■ **THE DATA**
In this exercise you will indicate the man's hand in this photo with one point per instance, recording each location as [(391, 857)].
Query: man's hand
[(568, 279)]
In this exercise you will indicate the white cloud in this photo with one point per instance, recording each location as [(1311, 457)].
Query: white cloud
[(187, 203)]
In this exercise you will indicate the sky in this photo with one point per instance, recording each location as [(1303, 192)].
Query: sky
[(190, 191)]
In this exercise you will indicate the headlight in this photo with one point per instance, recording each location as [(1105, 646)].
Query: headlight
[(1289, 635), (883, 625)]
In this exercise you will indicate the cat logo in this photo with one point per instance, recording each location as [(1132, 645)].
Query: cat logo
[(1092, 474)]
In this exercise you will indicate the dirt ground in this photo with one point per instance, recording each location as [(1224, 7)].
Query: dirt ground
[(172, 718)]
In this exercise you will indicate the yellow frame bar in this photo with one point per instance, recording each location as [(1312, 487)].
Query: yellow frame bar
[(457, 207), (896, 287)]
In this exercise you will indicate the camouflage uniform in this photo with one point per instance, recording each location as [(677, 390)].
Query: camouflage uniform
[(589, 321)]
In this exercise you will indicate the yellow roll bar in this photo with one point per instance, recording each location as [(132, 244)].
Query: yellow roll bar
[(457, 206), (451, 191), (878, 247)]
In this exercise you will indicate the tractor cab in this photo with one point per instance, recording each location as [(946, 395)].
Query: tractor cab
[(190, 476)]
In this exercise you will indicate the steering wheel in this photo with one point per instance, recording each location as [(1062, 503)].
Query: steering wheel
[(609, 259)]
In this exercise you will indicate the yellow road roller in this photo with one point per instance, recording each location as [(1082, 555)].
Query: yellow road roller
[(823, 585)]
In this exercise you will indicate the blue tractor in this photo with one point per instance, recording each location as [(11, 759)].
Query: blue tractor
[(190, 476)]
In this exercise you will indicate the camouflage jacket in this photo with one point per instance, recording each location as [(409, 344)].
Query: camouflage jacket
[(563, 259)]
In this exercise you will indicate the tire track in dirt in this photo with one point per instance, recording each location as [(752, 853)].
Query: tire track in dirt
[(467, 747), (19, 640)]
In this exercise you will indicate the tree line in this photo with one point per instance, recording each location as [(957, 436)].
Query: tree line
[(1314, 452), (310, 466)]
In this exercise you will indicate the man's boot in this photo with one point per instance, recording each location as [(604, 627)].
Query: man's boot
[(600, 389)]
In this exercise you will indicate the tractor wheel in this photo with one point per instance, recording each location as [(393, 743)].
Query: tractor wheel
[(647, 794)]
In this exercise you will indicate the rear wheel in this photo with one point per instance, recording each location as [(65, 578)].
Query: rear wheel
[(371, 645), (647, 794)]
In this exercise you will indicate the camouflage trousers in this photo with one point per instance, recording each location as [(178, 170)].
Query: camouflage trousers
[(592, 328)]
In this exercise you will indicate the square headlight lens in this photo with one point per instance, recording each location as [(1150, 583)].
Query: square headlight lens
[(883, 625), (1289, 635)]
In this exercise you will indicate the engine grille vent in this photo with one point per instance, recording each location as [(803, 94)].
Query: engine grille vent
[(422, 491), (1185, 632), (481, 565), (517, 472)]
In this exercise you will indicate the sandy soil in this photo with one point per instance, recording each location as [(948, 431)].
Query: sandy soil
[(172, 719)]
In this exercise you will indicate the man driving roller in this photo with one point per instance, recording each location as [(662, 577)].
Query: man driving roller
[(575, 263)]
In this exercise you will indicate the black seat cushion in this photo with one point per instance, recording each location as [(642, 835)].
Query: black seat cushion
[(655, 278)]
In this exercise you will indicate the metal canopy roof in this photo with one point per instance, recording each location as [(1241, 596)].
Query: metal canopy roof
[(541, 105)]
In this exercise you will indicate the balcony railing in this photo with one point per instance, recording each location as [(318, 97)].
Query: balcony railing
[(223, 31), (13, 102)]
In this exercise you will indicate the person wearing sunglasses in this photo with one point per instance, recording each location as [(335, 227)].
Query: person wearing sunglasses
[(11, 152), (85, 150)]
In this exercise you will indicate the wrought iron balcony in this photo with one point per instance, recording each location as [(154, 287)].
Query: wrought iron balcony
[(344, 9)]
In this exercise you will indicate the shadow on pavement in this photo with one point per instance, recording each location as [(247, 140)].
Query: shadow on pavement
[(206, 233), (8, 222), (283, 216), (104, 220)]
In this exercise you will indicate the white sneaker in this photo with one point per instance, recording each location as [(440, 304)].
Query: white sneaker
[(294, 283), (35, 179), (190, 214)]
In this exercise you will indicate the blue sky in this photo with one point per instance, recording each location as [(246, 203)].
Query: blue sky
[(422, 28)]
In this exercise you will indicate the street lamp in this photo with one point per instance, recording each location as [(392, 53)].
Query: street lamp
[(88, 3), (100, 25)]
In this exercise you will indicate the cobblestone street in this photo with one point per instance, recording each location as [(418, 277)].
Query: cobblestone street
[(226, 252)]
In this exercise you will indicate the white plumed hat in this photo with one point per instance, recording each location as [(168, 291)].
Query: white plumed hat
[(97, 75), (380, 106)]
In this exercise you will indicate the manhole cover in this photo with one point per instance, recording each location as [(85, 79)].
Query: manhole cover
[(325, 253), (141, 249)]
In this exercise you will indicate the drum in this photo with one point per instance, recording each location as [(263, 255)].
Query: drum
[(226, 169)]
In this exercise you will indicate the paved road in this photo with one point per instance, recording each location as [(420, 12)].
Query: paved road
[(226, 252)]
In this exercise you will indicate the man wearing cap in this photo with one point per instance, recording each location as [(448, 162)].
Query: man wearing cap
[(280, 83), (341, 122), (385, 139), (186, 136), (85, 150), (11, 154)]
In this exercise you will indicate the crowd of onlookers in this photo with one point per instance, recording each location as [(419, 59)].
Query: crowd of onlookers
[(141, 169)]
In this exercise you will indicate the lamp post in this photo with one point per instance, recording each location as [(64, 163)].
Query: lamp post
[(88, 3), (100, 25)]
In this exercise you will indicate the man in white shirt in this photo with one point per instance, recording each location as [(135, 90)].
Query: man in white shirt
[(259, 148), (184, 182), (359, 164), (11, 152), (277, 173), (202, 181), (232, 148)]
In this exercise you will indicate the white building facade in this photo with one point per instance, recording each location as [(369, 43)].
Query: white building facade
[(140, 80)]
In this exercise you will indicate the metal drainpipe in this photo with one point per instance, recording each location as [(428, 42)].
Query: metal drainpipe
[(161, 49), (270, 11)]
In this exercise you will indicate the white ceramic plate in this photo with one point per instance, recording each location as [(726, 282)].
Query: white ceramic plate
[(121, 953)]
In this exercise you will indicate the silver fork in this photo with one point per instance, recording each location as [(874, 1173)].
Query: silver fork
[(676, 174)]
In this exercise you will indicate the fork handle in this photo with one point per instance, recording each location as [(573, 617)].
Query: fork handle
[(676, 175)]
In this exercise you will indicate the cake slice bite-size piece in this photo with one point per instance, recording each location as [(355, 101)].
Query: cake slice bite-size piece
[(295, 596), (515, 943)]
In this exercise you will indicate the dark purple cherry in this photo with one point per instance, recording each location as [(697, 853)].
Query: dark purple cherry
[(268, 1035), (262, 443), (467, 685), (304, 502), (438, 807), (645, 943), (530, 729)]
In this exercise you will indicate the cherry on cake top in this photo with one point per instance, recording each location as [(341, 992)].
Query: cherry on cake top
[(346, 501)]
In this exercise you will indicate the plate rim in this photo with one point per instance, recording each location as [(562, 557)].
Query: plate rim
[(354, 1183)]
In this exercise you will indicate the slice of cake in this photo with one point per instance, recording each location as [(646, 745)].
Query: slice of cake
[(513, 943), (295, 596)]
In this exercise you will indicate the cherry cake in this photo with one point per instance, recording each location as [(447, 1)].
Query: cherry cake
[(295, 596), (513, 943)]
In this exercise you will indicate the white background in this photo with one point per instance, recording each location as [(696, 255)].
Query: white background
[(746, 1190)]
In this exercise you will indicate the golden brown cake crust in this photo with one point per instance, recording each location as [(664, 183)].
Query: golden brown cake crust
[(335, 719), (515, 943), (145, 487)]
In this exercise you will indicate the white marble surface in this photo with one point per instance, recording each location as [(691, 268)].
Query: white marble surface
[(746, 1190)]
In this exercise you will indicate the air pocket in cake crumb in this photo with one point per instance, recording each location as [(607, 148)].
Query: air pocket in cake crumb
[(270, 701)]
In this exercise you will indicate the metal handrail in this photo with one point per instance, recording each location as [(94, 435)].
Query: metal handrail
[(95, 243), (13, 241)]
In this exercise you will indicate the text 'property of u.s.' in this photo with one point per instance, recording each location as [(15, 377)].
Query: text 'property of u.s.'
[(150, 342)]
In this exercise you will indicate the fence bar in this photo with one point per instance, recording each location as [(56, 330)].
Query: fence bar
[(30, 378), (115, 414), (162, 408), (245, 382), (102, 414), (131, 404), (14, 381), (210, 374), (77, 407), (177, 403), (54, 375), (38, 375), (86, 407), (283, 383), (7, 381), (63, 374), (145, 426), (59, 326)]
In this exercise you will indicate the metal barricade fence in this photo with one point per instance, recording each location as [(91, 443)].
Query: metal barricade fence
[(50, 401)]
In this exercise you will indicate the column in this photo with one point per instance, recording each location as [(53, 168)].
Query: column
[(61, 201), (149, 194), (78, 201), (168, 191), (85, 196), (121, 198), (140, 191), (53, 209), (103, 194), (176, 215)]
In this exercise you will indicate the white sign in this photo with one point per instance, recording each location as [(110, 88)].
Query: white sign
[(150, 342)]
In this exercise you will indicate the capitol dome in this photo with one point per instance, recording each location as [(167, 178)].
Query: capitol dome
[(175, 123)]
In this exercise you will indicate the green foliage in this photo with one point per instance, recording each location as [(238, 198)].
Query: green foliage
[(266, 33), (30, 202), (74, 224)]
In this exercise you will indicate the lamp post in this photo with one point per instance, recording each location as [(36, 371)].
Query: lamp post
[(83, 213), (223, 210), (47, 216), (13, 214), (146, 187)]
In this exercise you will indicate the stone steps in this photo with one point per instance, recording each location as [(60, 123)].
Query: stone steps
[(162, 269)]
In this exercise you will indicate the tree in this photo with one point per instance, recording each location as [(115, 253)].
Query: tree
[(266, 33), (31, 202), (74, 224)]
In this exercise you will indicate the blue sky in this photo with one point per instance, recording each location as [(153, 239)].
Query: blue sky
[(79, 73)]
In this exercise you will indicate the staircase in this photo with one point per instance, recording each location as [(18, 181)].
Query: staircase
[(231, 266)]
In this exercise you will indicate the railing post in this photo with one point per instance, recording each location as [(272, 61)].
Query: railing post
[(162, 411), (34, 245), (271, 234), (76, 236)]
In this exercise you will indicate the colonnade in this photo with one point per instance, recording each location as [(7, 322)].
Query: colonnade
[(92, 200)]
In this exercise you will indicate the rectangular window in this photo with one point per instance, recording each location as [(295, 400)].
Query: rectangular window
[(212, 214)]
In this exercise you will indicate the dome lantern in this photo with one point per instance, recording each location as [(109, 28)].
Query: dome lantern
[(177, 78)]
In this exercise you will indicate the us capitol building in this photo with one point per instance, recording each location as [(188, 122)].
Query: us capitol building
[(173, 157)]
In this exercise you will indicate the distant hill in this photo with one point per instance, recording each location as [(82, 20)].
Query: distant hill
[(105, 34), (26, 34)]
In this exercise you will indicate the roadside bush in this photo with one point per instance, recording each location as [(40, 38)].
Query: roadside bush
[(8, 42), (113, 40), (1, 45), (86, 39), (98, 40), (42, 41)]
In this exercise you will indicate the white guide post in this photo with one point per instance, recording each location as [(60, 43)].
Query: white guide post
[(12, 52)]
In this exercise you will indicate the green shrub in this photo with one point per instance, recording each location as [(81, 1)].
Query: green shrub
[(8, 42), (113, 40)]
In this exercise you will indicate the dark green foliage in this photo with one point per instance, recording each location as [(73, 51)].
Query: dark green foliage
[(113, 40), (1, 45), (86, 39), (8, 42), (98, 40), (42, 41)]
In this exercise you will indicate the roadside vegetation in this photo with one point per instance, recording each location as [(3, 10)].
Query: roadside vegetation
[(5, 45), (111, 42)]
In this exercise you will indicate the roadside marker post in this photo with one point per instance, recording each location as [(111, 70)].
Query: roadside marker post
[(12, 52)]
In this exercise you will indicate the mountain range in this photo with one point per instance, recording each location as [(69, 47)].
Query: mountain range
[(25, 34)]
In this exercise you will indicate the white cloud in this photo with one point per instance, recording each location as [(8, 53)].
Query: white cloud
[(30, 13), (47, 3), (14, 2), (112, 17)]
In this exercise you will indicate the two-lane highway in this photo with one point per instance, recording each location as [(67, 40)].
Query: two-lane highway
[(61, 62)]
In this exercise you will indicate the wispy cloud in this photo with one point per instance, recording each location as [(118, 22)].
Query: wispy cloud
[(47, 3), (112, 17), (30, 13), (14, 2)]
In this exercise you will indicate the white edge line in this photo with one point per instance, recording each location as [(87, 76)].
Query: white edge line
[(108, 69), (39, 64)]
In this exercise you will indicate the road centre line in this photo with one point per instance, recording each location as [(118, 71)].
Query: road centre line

■ **WHAT IS REQUIRED**
Copy, word for word, the lines above between the one holding "In this exercise you will indicate the fence" and the one holding "[(50, 401)]", inclusive.

■ **COMPLETED TASK**
In this exercise you will indicate the fence bar in this photo with one point per instance, recording each location as [(56, 330)].
Query: fence bar
[(30, 378), (115, 414), (162, 408), (245, 382), (102, 414), (131, 404), (14, 381), (210, 374), (77, 407), (177, 403), (54, 375), (38, 375), (86, 407), (283, 383), (7, 381), (63, 374), (145, 426), (59, 326)]
In this exercise you will indicate the metal barricade fence in this photo with one point per instance, recording each location as [(91, 443)].
Query: metal barricade fence
[(50, 401)]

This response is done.